# What the task requires:
Could the data underneath be repeated exactly, in full?

# Records for processing:
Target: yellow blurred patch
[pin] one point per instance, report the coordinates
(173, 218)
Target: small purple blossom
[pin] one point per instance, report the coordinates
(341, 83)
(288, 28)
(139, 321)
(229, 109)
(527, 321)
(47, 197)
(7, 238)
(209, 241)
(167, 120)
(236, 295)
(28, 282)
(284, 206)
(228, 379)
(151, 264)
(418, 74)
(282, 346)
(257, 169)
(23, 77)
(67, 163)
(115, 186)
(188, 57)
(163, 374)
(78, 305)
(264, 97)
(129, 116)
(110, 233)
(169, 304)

# Written response:
Target: yellow blurred patch
[pin] one point per instance, report the coordinates
(173, 218)
Target: small purple blossom
[pin] one point per instance, report the coordinates
(341, 83)
(288, 28)
(139, 321)
(229, 109)
(527, 321)
(47, 197)
(7, 238)
(209, 241)
(167, 120)
(236, 295)
(28, 282)
(284, 206)
(228, 379)
(151, 264)
(418, 74)
(282, 346)
(257, 169)
(23, 77)
(67, 163)
(115, 186)
(188, 57)
(163, 374)
(78, 305)
(264, 97)
(129, 116)
(110, 233)
(169, 304)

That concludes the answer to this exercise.